**TASK**
Return all lines in the material below that contain "elephant".

**DATA**

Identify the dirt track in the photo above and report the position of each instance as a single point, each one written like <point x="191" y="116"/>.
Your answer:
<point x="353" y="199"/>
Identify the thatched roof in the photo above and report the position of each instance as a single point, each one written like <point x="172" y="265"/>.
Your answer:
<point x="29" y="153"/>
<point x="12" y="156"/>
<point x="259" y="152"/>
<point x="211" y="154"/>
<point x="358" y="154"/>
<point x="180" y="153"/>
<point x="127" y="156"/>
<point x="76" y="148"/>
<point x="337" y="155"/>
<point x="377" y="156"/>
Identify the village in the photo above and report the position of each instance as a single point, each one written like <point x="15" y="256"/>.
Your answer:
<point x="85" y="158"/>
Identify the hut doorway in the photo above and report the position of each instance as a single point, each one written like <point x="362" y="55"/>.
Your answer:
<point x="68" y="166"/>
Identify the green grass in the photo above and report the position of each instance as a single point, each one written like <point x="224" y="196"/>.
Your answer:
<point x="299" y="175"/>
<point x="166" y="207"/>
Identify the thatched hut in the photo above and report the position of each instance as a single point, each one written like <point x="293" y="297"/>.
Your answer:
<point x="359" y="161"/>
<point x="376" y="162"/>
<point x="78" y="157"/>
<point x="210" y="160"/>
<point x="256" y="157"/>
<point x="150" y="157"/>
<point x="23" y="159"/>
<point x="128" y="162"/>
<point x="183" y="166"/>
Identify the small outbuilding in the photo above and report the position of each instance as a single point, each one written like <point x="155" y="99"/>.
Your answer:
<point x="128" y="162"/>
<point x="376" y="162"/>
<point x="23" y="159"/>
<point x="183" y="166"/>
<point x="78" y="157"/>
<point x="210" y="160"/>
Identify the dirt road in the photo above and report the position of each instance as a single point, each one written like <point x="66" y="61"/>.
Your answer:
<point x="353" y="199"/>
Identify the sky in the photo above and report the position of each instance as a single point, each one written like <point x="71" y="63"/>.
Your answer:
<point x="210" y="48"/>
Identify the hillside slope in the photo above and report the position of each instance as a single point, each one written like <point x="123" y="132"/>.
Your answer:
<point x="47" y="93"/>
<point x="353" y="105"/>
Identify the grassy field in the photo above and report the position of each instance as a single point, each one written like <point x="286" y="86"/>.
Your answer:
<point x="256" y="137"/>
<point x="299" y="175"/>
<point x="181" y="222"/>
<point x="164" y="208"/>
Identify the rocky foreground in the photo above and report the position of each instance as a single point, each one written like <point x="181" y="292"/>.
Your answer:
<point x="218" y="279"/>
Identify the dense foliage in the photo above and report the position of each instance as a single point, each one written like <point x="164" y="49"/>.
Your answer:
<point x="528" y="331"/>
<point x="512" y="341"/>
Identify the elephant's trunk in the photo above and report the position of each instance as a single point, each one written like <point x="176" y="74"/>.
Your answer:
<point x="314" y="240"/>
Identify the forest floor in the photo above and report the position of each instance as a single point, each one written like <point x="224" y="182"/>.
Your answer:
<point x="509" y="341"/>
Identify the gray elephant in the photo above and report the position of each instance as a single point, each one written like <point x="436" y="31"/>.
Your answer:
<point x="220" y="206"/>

**RESULT OF THE EXERCISE**
Identify the elephant's trunk in the photo above and report the position of each instance as a single point, each one written like <point x="176" y="74"/>.
Identify the gray elephant in the photo above and report the position of each instance as a single point, each one written like <point x="436" y="31"/>.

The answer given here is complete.